======== Data provided ========
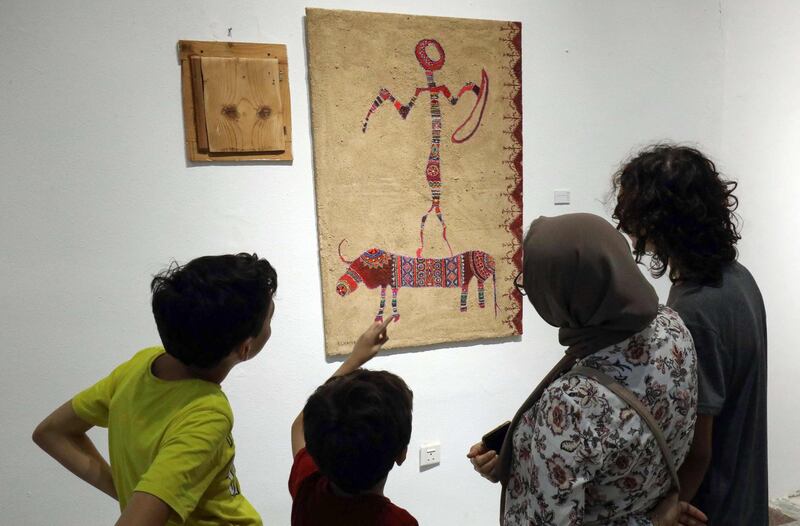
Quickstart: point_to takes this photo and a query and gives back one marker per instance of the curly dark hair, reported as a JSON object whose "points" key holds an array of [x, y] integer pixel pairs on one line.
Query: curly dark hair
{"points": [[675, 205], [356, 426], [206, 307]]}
========
======== Data provided ========
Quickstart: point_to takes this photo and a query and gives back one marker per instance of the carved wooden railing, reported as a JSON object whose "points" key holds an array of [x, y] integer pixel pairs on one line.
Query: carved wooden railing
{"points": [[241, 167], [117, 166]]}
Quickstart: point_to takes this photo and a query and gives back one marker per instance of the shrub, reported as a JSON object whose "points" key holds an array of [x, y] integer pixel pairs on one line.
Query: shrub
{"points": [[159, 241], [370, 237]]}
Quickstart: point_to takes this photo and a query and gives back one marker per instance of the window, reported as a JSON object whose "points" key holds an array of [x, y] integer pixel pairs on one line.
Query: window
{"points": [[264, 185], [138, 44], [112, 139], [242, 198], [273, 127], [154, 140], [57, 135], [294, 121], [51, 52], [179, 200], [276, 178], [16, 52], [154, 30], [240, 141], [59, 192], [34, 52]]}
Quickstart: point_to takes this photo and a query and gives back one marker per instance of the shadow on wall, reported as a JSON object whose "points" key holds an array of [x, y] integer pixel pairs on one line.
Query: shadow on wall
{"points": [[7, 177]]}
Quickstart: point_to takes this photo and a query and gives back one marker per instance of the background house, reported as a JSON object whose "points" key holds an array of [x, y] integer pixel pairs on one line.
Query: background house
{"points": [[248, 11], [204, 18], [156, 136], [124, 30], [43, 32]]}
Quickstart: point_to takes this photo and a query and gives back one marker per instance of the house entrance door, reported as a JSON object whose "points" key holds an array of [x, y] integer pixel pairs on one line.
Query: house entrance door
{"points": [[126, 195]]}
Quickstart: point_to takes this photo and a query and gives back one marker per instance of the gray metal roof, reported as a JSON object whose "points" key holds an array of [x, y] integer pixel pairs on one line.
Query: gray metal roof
========
*Exercise prompt*
Render the lines of the records from the one containing "the window, reported" through the one containing "Query: window" as a numbered list, leaving out blank lines. Start at the first of these lines and stop after the second.

*Exercise solution*
1. Quickstart: point_to takes this photo and a query and gives back one marker per instance of the window, reported as a JSON object whose "points" key holds an array of [x, y] integer pixel pairs on one line.
2. Query: window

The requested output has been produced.